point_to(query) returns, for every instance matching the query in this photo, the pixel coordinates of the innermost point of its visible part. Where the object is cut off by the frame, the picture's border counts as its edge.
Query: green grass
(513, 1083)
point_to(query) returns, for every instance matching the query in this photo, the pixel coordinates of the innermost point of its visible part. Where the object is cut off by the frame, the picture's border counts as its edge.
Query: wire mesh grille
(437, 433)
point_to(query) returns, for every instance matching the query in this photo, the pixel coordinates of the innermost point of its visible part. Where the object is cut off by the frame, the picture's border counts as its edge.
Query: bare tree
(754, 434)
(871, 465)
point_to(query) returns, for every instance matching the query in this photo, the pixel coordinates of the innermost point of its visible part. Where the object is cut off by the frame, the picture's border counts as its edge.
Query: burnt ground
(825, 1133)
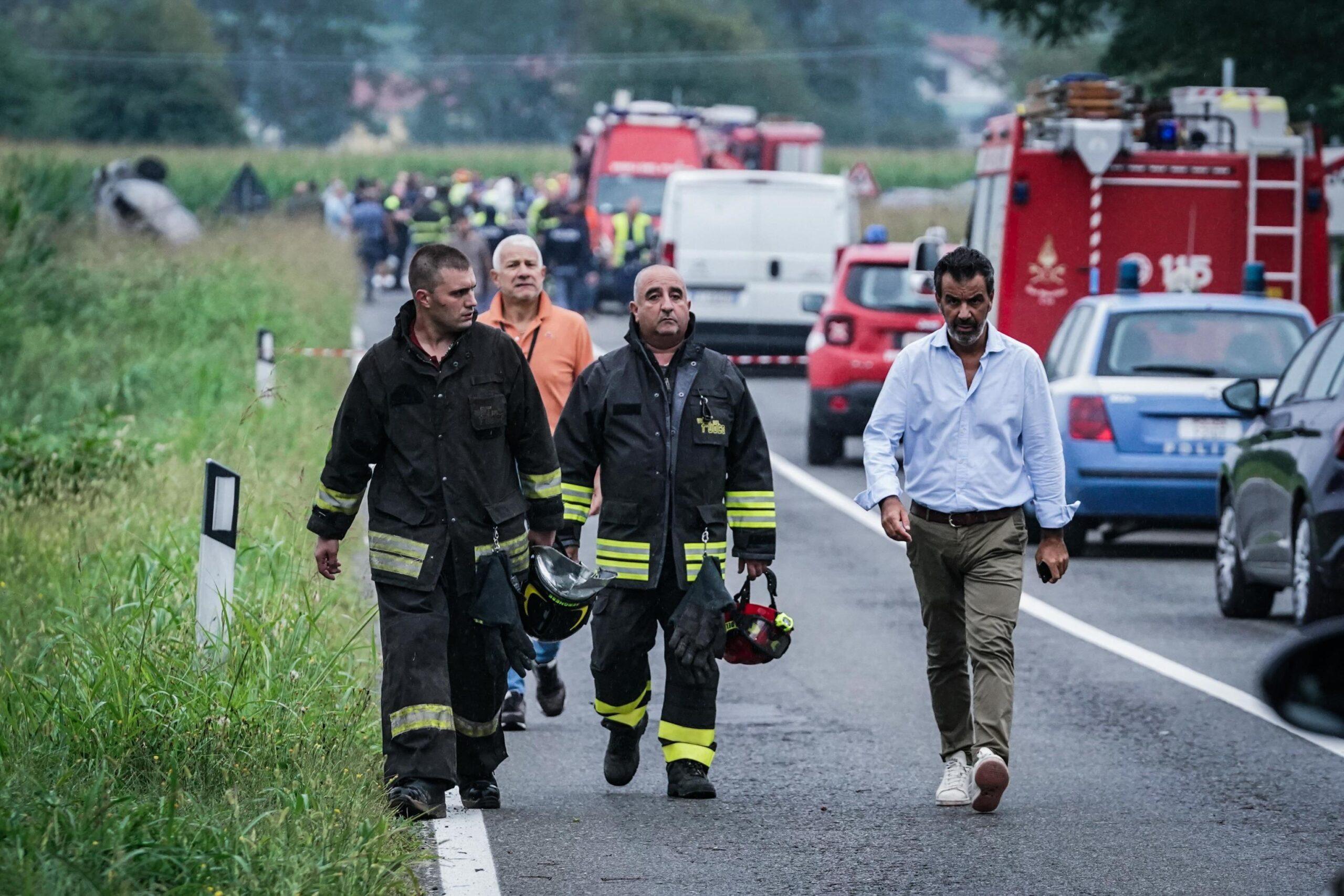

■ TRY IT: Give back, word for word, the lines from the one with "Query: green grass" to the end of the records above, and no pictures.

■ SOLUTION TO THE EXERCISE:
Query: green grass
(513, 1083)
point_to(query) returns, for every instance matching the query in this photo, the pixel coordinates of the innermost point of its visible part. Where the object is cut off by the frame, the picture's border counts as its edge.
Query: wire mesh grille
(437, 433)
point_to(query) returns, for every instance matching the query in this photo, the pixel coordinates of the innermost point of its visible part. Where the object is cut off by the frame, the picture's border counts as its edge.
Query: bare tree
(754, 434)
(871, 465)
point_to(query) returns, for every instance matching the query in this photo, the pixel coordinates of the innermost point of its visible part. Where the object is cut off by the frame, the picture's border counts as its edge.
Query: burnt ground
(825, 1133)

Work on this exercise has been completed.